What to work on
Which lines in the entries below contain the word "hand"? Return each of them in full.

Records for this task

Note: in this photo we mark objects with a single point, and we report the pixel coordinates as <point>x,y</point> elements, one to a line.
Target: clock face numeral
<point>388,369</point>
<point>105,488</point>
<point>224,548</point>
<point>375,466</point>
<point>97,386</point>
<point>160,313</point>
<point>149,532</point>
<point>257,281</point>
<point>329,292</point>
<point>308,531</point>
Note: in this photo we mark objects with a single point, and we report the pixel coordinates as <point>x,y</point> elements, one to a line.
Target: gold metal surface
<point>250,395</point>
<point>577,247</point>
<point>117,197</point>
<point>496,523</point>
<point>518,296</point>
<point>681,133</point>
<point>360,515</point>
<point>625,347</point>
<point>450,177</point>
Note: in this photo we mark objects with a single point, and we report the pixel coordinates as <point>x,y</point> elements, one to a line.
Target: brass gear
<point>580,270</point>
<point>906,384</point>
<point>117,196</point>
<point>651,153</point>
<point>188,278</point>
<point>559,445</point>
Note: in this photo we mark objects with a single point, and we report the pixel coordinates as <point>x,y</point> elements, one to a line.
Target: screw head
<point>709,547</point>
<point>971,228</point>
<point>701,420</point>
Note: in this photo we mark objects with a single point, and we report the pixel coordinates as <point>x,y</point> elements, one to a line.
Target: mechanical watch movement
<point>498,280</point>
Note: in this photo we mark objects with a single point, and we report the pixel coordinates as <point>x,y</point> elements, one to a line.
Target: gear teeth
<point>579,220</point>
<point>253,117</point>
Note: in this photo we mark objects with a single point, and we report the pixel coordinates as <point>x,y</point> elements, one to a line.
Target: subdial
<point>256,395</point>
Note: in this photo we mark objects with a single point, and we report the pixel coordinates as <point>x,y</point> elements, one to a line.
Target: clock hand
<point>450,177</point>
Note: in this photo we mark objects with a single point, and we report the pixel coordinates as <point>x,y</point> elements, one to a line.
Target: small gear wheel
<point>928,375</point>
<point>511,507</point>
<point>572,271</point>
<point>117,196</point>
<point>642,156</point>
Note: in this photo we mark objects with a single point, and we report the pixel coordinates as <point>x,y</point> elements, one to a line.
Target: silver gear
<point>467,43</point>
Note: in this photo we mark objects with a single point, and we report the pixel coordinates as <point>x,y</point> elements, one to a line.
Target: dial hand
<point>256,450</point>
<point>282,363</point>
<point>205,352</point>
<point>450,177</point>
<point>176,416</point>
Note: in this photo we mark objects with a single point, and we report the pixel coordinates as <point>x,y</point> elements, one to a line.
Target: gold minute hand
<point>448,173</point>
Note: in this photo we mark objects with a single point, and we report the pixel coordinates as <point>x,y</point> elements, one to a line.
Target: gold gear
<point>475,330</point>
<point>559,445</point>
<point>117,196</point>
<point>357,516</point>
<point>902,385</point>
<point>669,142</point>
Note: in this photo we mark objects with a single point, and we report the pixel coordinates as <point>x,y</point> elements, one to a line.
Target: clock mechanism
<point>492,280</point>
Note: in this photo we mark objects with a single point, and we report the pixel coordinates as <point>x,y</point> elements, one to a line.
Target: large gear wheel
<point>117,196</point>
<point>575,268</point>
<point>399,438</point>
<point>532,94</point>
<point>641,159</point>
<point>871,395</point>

Full answer
Target: clock hand
Target: dial hand
Target: gold minute hand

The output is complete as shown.